*SHORT PROBLEM:*
Write out only the lines running from the one that contains "Can you see the lion in" to the end of the material, both ends included.

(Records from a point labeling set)
-*-

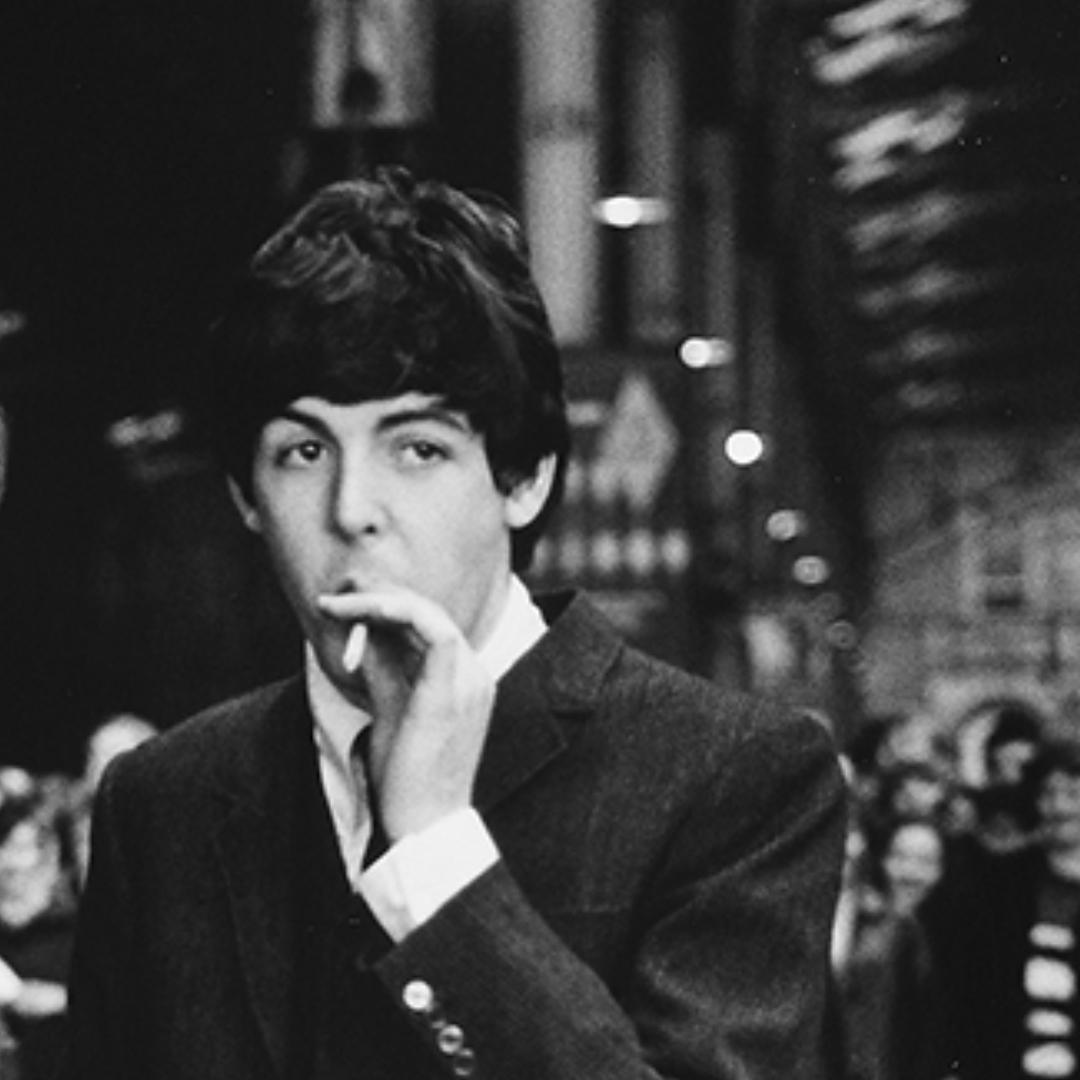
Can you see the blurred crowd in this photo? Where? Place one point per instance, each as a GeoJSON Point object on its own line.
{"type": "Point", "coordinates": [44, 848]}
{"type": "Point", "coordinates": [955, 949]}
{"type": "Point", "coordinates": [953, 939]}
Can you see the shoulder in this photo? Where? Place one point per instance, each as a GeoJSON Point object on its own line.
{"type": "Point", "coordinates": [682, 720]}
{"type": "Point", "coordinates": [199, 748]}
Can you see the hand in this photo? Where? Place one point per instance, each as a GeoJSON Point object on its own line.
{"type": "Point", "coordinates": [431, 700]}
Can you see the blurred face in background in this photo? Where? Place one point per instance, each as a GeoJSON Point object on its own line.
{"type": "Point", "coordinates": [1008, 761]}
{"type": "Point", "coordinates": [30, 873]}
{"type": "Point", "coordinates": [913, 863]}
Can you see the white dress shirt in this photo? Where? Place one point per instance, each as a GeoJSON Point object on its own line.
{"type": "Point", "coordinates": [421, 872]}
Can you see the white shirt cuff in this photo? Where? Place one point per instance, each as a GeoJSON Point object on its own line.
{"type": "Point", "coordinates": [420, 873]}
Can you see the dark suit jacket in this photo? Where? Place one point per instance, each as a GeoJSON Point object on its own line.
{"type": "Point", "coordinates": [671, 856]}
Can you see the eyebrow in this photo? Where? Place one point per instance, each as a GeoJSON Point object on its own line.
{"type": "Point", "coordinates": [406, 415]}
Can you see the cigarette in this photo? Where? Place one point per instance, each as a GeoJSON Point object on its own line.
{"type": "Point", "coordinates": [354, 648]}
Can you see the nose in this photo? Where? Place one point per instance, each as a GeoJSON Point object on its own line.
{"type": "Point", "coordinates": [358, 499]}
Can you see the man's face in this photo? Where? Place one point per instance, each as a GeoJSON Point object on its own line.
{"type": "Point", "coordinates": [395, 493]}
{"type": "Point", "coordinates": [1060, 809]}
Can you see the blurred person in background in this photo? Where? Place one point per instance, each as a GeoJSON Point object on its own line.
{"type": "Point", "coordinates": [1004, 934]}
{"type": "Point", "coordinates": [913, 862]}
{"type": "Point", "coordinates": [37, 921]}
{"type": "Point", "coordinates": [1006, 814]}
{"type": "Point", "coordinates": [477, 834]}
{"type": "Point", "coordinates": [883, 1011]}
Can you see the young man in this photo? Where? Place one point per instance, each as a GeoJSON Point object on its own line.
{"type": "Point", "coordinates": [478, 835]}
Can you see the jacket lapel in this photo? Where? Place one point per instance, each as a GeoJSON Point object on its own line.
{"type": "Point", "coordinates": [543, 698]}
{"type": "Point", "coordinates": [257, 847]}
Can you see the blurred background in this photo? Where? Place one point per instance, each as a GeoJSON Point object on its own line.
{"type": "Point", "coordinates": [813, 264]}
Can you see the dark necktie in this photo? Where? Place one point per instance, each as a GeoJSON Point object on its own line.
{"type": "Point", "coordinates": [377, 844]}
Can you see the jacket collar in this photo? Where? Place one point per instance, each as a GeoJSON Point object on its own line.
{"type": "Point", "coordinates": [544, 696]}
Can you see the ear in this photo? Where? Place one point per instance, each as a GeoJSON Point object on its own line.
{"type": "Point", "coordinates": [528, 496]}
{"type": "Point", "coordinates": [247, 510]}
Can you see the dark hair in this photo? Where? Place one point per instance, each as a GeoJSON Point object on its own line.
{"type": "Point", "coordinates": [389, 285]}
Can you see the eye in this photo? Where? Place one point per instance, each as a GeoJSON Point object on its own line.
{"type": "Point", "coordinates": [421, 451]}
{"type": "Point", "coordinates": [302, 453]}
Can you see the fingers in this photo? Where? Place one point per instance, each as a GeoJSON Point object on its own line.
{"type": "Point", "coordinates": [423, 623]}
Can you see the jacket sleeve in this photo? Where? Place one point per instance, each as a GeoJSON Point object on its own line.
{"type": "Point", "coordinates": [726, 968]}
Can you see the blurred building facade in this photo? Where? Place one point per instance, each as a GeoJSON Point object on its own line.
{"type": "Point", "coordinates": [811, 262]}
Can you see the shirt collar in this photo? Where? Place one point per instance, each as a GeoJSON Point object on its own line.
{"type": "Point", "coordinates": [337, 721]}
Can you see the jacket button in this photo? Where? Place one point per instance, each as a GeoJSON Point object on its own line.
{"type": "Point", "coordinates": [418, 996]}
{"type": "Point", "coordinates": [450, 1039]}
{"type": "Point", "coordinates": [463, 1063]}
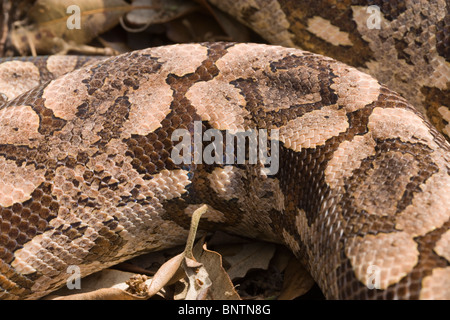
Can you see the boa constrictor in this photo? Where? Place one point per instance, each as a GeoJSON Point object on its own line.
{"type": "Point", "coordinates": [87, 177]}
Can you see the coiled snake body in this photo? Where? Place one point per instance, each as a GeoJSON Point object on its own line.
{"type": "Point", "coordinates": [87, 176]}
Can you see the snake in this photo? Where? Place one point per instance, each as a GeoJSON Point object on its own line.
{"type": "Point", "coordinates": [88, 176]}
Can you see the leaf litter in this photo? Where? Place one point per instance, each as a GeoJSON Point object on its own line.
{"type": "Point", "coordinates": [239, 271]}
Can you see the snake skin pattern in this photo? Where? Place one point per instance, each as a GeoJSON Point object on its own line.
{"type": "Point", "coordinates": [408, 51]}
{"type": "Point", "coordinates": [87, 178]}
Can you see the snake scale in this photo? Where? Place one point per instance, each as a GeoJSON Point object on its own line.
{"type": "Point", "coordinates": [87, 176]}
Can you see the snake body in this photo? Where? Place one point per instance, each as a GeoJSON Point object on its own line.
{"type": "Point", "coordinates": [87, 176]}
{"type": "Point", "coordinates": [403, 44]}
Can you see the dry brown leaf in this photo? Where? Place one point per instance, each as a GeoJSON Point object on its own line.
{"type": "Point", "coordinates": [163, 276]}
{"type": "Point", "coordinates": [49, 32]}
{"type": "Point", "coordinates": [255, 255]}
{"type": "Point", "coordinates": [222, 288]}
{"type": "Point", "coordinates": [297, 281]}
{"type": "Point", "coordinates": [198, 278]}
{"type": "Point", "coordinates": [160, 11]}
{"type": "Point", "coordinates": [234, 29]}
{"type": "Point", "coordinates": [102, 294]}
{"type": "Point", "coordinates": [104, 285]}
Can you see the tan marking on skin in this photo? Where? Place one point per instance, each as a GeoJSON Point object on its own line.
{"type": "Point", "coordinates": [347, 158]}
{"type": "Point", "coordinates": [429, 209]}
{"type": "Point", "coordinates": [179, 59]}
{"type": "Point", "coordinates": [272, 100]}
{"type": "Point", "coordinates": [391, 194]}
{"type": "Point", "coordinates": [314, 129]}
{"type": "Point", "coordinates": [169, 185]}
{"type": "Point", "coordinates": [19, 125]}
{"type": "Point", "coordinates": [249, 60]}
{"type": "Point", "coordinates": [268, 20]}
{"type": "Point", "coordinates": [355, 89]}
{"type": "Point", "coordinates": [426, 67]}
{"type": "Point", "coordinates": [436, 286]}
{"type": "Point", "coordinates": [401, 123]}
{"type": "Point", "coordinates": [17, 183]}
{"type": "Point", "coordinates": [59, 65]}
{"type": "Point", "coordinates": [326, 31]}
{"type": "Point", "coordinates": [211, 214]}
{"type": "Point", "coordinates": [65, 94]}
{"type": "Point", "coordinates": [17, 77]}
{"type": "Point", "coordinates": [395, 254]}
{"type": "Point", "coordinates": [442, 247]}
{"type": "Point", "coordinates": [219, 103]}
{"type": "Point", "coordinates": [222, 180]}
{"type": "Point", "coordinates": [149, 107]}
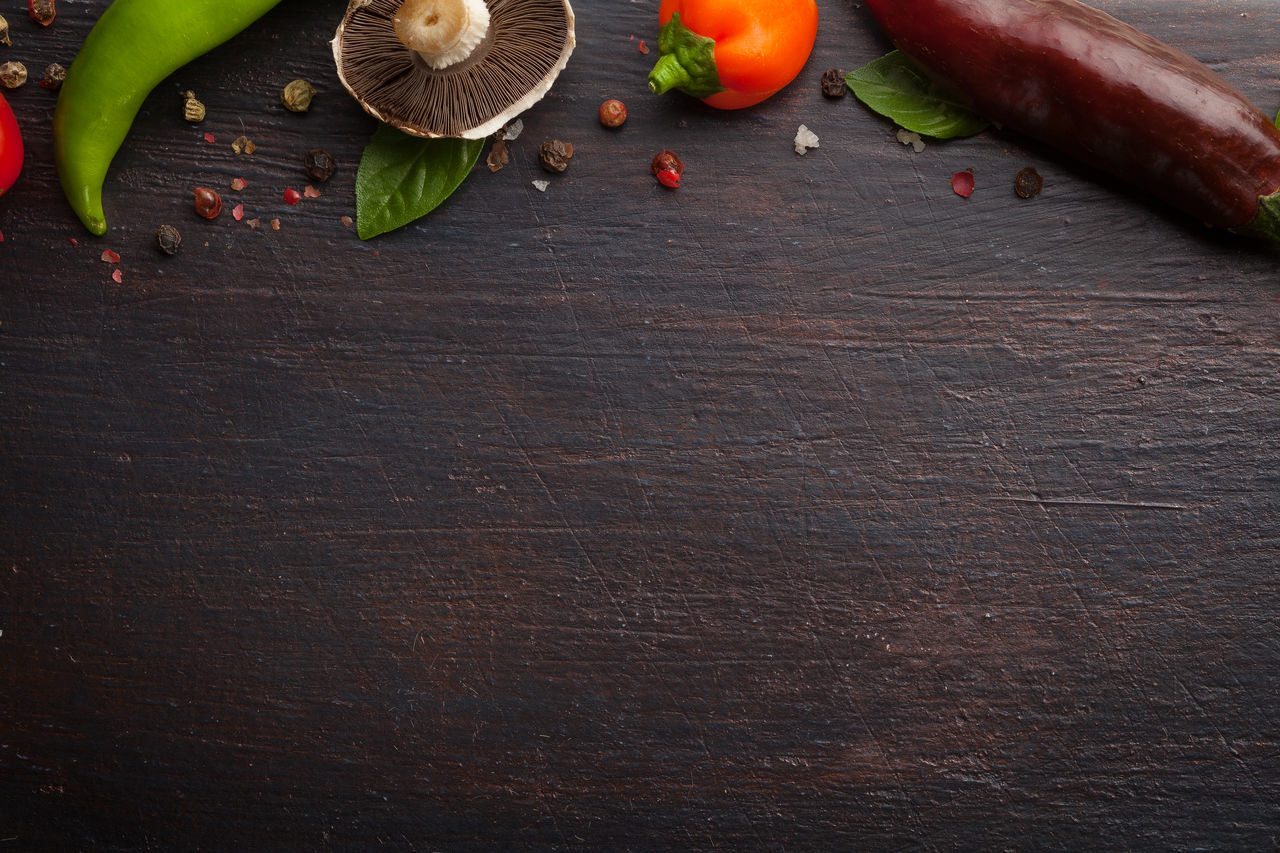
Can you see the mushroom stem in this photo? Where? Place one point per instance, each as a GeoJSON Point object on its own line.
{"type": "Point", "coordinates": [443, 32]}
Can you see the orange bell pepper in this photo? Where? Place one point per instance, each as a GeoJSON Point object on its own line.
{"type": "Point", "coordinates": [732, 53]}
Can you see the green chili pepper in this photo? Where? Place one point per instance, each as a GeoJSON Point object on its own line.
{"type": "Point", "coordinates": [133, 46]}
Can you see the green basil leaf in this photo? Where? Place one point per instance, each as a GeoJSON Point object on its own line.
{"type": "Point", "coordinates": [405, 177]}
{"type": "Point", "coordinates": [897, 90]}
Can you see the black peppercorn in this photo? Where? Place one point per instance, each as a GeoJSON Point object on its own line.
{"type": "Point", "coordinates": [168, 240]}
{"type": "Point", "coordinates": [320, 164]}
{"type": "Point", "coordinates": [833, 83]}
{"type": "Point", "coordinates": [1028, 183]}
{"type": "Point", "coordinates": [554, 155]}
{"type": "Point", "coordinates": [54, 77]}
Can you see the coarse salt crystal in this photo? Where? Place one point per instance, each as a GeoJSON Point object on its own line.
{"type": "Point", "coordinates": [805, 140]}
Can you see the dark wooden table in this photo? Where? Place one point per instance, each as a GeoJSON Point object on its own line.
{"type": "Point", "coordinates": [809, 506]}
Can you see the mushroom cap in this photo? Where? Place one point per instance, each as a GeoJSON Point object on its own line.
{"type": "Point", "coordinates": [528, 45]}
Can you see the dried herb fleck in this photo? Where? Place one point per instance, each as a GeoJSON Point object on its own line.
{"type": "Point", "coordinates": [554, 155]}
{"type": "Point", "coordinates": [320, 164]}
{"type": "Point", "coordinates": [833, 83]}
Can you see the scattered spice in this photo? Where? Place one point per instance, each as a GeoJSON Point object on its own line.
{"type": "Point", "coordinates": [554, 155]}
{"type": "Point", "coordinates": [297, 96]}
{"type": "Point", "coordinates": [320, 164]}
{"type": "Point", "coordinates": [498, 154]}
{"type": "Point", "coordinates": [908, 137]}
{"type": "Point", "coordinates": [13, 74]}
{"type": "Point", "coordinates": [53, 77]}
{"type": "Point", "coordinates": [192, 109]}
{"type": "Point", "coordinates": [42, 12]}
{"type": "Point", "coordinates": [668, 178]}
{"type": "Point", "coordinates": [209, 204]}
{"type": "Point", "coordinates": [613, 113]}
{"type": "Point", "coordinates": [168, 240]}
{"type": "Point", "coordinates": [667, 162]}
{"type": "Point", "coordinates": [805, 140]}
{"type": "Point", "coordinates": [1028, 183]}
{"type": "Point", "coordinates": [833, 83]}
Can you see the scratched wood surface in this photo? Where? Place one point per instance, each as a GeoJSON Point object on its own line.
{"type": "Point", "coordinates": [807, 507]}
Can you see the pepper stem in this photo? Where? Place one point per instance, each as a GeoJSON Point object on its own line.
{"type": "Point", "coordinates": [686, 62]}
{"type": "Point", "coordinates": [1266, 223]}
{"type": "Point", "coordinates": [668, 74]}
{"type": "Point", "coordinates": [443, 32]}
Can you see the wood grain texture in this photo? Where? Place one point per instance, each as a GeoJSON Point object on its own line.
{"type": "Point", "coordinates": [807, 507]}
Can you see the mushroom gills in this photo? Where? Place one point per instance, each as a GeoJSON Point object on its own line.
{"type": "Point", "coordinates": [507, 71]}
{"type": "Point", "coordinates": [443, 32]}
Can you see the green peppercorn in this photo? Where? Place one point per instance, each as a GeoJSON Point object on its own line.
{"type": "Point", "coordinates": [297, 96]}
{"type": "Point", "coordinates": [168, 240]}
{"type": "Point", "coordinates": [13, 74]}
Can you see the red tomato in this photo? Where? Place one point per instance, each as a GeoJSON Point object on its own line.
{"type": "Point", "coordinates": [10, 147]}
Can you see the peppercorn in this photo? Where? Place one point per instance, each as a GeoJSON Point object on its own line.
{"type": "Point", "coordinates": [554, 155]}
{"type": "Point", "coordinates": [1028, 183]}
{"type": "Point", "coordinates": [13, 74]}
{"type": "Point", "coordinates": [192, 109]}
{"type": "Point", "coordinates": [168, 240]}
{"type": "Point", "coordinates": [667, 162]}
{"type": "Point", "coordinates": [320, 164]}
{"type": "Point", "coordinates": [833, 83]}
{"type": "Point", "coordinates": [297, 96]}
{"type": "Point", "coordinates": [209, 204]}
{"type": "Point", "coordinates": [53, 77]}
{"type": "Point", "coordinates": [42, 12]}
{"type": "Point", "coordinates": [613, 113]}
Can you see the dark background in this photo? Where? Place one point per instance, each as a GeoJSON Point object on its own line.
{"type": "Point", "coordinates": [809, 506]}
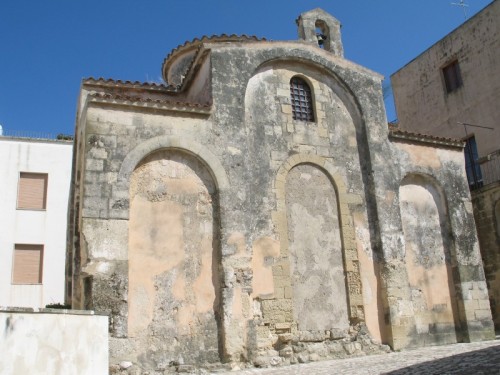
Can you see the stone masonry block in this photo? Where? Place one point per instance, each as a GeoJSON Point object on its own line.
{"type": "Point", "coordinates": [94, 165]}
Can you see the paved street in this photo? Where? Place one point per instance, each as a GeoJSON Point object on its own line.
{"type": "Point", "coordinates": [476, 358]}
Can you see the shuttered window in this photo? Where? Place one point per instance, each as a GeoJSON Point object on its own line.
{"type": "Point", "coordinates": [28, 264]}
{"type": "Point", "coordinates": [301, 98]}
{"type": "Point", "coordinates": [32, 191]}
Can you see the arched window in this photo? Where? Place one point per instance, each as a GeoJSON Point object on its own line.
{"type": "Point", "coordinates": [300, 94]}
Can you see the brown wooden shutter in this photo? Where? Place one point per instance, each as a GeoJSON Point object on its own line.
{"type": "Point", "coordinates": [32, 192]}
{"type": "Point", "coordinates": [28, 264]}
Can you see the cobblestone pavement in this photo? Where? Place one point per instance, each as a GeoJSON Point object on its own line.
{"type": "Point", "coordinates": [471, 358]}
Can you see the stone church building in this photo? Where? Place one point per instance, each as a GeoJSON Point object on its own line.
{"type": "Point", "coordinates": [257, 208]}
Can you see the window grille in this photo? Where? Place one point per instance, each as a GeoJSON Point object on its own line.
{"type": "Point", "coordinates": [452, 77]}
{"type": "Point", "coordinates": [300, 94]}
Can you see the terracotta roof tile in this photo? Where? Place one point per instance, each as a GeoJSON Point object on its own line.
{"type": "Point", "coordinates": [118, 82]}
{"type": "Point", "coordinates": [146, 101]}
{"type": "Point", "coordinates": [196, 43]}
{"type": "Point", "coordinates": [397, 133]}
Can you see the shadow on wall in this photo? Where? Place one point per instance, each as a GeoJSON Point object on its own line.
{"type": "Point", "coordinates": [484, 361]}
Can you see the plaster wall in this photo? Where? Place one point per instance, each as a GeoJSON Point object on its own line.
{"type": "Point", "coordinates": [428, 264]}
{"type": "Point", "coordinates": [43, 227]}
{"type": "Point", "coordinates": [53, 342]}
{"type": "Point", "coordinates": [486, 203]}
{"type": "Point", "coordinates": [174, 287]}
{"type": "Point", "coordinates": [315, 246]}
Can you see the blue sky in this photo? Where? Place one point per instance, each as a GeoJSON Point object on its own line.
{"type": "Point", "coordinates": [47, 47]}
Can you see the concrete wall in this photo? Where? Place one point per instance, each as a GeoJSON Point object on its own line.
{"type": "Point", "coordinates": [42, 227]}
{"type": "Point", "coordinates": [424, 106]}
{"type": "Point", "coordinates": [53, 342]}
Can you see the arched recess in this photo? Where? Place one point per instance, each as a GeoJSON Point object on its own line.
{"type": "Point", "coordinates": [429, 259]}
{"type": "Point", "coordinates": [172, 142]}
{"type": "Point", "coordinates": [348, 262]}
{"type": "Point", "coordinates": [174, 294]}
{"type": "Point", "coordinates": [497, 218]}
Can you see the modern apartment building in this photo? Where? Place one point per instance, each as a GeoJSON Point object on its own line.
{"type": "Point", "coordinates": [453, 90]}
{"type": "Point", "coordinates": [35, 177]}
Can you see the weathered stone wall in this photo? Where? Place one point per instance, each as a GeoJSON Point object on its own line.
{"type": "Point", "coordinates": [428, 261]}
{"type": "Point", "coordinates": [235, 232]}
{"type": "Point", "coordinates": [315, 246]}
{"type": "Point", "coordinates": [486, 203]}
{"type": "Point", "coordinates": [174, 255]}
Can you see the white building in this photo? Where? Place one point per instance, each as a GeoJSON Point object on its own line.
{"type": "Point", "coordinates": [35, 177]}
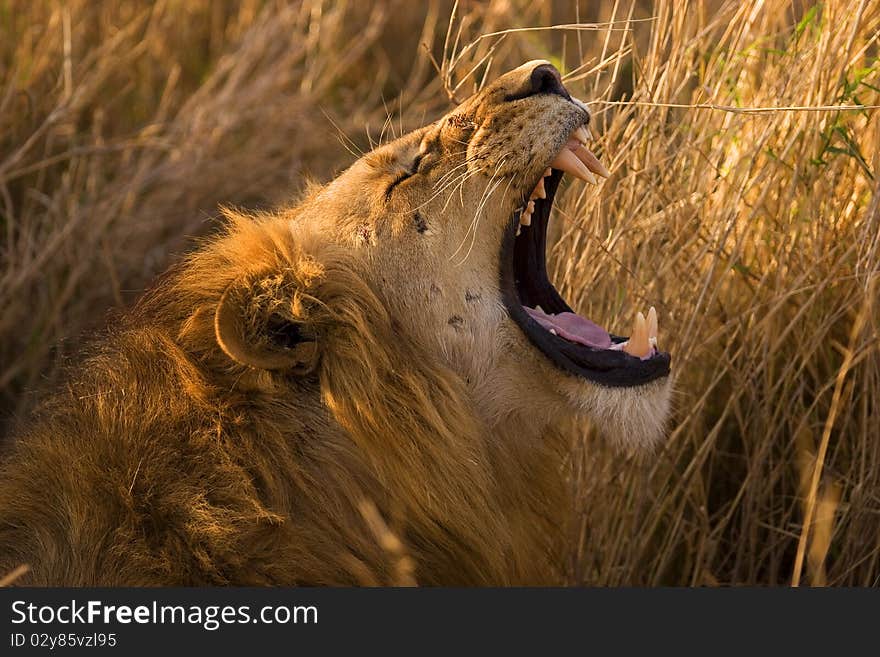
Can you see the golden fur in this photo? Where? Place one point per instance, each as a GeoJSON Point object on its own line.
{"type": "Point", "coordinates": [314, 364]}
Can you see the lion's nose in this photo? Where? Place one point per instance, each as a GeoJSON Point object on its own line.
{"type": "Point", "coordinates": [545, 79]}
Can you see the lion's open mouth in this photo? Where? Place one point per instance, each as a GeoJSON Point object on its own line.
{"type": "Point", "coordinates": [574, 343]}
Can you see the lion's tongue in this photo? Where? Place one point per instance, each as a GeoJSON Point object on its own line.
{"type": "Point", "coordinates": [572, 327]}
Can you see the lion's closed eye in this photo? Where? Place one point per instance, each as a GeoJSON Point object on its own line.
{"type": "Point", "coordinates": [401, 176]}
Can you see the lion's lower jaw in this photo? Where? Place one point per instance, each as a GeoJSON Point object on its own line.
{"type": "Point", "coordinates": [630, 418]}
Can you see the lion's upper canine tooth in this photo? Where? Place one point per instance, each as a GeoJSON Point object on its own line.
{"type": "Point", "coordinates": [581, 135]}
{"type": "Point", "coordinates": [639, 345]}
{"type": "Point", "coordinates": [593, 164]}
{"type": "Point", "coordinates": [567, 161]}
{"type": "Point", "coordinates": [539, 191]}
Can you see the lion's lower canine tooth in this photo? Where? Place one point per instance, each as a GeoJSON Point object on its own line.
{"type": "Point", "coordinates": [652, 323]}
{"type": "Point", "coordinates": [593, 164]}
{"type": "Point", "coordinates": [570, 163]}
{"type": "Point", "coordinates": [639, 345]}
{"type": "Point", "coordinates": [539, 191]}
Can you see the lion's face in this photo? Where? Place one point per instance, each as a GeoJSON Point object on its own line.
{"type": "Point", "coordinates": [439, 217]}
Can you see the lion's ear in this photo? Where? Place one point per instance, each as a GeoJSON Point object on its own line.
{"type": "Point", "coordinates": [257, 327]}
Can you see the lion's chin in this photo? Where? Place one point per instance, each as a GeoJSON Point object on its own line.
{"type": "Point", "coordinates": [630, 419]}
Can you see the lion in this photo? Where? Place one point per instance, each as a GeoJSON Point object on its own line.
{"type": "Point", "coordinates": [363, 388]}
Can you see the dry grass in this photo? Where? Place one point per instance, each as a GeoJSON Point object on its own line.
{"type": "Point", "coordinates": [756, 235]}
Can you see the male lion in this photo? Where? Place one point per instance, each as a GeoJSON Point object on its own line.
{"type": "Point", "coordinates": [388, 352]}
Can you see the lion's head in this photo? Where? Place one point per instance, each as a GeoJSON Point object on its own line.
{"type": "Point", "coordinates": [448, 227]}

-*-

*RESPONSE TO THIS TASK:*
Can you see the lion in this photo? Where? Place one point per instance, each as a GeoJSON Point object on its own line.
{"type": "Point", "coordinates": [363, 388]}
Can you see the dry grass in this photo? Where? Place one point per instance, each as a GeoJSON Point object on its own line.
{"type": "Point", "coordinates": [756, 235]}
Can you see the male lion in this photo? Where? Place one point per instance, each as a GeoJSON Point object on its own line.
{"type": "Point", "coordinates": [388, 352]}
Can you see the lion's head in this photo? Where? Place one point per instance, each as a GeoJSON Point object on its own line.
{"type": "Point", "coordinates": [448, 227]}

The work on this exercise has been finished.